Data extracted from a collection
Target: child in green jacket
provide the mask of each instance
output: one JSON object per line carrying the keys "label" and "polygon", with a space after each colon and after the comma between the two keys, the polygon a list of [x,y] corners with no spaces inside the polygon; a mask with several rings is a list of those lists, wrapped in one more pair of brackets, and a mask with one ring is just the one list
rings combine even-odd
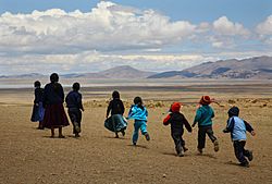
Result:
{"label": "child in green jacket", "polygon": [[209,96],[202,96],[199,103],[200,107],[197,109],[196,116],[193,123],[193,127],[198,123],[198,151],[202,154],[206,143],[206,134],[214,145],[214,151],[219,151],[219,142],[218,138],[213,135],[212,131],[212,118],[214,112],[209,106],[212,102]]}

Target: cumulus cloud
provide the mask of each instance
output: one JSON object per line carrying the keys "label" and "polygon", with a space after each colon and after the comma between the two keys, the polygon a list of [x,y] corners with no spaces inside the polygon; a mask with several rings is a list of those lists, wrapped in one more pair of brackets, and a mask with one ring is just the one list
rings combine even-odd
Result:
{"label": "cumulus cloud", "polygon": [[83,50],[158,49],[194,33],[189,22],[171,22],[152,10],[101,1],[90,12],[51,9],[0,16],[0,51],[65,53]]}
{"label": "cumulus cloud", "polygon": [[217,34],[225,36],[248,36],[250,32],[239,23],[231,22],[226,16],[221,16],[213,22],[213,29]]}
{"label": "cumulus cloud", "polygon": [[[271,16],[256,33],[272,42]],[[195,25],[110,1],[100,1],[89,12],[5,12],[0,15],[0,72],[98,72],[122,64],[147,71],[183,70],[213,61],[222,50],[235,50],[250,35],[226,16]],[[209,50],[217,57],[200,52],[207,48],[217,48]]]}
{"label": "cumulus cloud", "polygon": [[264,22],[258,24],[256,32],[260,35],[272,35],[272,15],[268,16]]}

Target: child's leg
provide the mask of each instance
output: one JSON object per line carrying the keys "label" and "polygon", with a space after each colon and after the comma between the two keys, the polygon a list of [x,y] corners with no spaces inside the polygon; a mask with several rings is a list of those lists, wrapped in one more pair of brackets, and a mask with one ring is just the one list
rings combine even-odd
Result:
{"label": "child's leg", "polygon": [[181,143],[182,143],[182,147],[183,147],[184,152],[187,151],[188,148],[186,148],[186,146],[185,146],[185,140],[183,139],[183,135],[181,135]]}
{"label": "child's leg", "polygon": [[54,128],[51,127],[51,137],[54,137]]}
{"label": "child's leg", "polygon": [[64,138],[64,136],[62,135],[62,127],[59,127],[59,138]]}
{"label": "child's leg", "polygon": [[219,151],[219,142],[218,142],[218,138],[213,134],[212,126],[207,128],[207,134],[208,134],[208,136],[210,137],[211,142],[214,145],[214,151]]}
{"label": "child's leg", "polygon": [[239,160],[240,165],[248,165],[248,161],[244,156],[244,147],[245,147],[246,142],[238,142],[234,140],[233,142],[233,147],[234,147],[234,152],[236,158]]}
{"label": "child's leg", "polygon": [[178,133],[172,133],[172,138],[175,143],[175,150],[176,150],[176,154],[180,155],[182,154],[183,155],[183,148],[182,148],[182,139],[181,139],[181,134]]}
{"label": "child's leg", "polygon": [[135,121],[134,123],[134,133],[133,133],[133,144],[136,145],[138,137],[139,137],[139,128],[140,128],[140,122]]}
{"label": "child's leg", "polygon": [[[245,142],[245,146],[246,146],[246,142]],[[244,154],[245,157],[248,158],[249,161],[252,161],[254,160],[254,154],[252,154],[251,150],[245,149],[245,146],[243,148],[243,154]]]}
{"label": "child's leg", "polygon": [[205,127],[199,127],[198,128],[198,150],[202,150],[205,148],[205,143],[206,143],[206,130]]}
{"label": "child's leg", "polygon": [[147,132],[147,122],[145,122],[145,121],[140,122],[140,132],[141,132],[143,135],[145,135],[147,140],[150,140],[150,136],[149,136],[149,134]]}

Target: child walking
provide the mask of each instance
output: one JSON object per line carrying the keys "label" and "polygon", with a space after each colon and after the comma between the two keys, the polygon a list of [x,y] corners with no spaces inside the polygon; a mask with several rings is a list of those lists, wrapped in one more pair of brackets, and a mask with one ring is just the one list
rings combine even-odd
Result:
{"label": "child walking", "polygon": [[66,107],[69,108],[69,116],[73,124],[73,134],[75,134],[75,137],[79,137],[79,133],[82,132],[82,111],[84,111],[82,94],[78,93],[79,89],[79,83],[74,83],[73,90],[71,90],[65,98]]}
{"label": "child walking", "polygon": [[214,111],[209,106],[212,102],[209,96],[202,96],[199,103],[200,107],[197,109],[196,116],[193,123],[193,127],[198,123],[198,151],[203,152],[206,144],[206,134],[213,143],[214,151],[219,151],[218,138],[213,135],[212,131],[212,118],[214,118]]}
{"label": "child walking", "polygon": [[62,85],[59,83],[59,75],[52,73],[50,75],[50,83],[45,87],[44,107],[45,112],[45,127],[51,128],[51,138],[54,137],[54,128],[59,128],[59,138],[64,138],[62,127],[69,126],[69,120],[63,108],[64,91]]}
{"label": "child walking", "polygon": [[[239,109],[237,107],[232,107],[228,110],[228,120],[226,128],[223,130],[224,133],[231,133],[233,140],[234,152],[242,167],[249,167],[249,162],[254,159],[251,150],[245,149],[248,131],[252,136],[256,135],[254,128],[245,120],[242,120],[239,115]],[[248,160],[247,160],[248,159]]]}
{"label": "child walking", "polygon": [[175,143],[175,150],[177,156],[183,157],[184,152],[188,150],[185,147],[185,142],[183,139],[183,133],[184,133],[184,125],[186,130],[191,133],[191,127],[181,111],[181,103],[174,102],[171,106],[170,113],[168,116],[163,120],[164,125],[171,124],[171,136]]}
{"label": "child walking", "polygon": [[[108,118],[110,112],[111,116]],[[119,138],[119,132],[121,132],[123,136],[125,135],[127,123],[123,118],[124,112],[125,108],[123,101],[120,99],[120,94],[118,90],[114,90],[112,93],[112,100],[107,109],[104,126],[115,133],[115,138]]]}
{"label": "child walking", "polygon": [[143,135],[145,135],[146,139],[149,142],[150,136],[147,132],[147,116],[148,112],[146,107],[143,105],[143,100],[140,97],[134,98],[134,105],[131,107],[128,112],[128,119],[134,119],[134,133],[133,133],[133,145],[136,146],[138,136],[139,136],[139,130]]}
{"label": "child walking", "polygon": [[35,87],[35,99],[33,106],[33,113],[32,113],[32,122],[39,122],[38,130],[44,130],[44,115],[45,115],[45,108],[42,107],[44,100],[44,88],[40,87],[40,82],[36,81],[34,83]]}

#### To do
All of the entries above should be copied exactly, except for the pictures.

#### Result
Target: child in green jacket
provide the mask of each instance
output: one JSON object per line carrying the keys "label" and "polygon", with a space after each colon and after the comma between the two keys, the polygon a list of [x,y] corners with no spaces inside the polygon; a mask with several rings is a list of those lists, wrapped in one more pair of brackets, and a mask with one ring is just the one list
rings combine even-odd
Result:
{"label": "child in green jacket", "polygon": [[209,96],[202,96],[199,103],[200,107],[197,109],[196,116],[193,123],[193,127],[198,123],[198,151],[202,154],[206,143],[206,134],[214,145],[214,151],[219,151],[219,142],[218,138],[213,135],[212,131],[212,118],[214,112],[209,106],[212,102]]}

Target: cumulus cloud
provide the mask of each instance
output: one JSON object per line carrying the keys "label" and "polygon", with a space after each colon and after the comma between the two keys, the polygon a list of [x,y] corners with no spaces inside the polygon; a mask with several rings is a list of those lists, wrapped in one more pair of brackets, and a mask with one ring is just the one list
rings combine even-odd
Result:
{"label": "cumulus cloud", "polygon": [[83,50],[158,49],[194,33],[189,22],[171,22],[152,10],[101,1],[90,12],[51,9],[0,16],[0,51],[65,53]]}
{"label": "cumulus cloud", "polygon": [[217,34],[225,36],[248,36],[250,32],[239,23],[231,22],[226,16],[221,16],[213,22],[213,29]]}
{"label": "cumulus cloud", "polygon": [[[271,16],[256,33],[272,42]],[[195,25],[110,1],[100,1],[89,12],[5,12],[0,15],[0,72],[98,72],[122,64],[147,71],[183,70],[213,61],[222,50],[235,50],[250,35],[226,16]],[[209,50],[217,57],[200,52],[207,48],[217,48]]]}
{"label": "cumulus cloud", "polygon": [[264,22],[258,24],[256,32],[260,35],[272,35],[272,15],[268,16]]}

Target: child's leg
provide the mask of each instance
output: one JSON object per line carrying the keys "label" and "polygon", with a space after each colon and after the comma between the two keys, the polygon a list of [x,y] corners with no spaces inside the polygon; a mask with several rings is a list of those lists, wrapped in one more pair of brackets, and a mask with one ring is just the one list
rings combine even-odd
Result:
{"label": "child's leg", "polygon": [[181,143],[182,143],[182,147],[183,147],[184,152],[187,151],[188,148],[186,148],[186,146],[185,146],[185,140],[183,139],[183,135],[181,135]]}
{"label": "child's leg", "polygon": [[54,128],[51,127],[51,137],[54,137]]}
{"label": "child's leg", "polygon": [[64,138],[64,136],[62,135],[62,127],[59,127],[59,138]]}
{"label": "child's leg", "polygon": [[219,151],[219,142],[218,142],[218,138],[213,134],[212,126],[207,128],[207,134],[208,134],[208,136],[210,137],[211,142],[214,145],[214,151]]}
{"label": "child's leg", "polygon": [[239,160],[240,165],[248,165],[248,161],[244,156],[244,147],[245,147],[246,142],[238,142],[234,140],[233,142],[233,147],[234,147],[234,152],[236,158]]}
{"label": "child's leg", "polygon": [[178,133],[172,133],[172,138],[175,143],[175,150],[176,150],[176,154],[180,155],[182,154],[183,155],[183,148],[182,148],[182,139],[181,139],[181,134]]}
{"label": "child's leg", "polygon": [[135,121],[134,123],[134,133],[133,133],[133,144],[136,145],[138,137],[139,137],[139,128],[140,128],[140,122]]}
{"label": "child's leg", "polygon": [[[245,142],[245,146],[246,146],[246,142]],[[244,154],[245,157],[248,158],[249,161],[252,161],[254,160],[254,154],[252,154],[251,150],[245,149],[245,146],[243,148],[243,154]]]}
{"label": "child's leg", "polygon": [[205,127],[199,127],[198,128],[198,150],[202,150],[205,148],[205,143],[206,143],[206,130]]}
{"label": "child's leg", "polygon": [[147,132],[147,122],[145,122],[145,121],[140,122],[140,132],[141,132],[143,135],[145,135],[147,140],[150,140],[150,136],[149,136],[149,134]]}

Target: child walking
provide the mask of each instance
output: one JSON object per line carrying the keys "label" and "polygon", with a space after each colon and after the comma between the two keys, the polygon a list of [x,y] corners with no spaces inside the polygon; a mask with several rings is a list of those lists, wrapped in one more pair of brackets, and a mask with one ring is just the one list
rings combine even-odd
Result:
{"label": "child walking", "polygon": [[66,107],[69,108],[69,116],[73,124],[73,134],[75,134],[75,137],[79,137],[79,133],[82,132],[82,111],[84,111],[82,94],[78,93],[79,89],[79,83],[74,83],[73,90],[71,90],[65,98]]}
{"label": "child walking", "polygon": [[214,111],[209,106],[212,102],[209,96],[202,96],[199,103],[200,107],[197,109],[196,116],[193,123],[193,127],[198,123],[198,151],[203,152],[206,144],[206,134],[213,143],[214,151],[219,151],[218,138],[213,135],[212,131],[212,118],[214,118]]}
{"label": "child walking", "polygon": [[62,85],[59,83],[59,75],[52,73],[50,75],[50,83],[45,87],[44,107],[45,112],[45,127],[51,128],[51,138],[54,137],[54,128],[59,128],[59,138],[64,138],[62,127],[69,126],[69,120],[63,108],[64,91]]}
{"label": "child walking", "polygon": [[[239,109],[237,107],[232,107],[228,110],[228,120],[226,128],[223,130],[224,133],[231,133],[233,140],[234,152],[242,167],[249,167],[249,162],[254,159],[251,150],[245,149],[248,131],[252,136],[256,135],[254,128],[245,120],[242,120],[239,115]],[[248,160],[247,160],[248,159]]]}
{"label": "child walking", "polygon": [[175,143],[175,150],[177,156],[183,157],[184,152],[188,150],[185,147],[185,142],[183,139],[183,133],[184,133],[184,125],[186,130],[191,133],[191,127],[181,111],[181,103],[174,102],[171,106],[170,113],[168,116],[163,120],[164,125],[171,124],[171,136]]}
{"label": "child walking", "polygon": [[[108,118],[110,112],[111,116]],[[119,138],[119,132],[121,132],[123,136],[125,135],[127,123],[123,118],[124,112],[125,108],[123,101],[120,99],[120,94],[118,90],[114,90],[112,93],[112,100],[107,109],[104,126],[115,133],[115,138]]]}
{"label": "child walking", "polygon": [[143,135],[145,135],[146,139],[149,142],[150,136],[147,132],[147,116],[148,112],[146,107],[143,105],[143,100],[140,97],[134,98],[134,105],[131,107],[128,112],[128,119],[134,119],[134,133],[133,133],[133,145],[136,146],[138,136],[139,136],[139,130]]}
{"label": "child walking", "polygon": [[35,87],[35,99],[33,106],[33,113],[32,113],[32,122],[39,122],[38,130],[44,130],[44,115],[45,115],[45,108],[42,107],[44,100],[44,88],[40,87],[40,82],[36,81],[34,83]]}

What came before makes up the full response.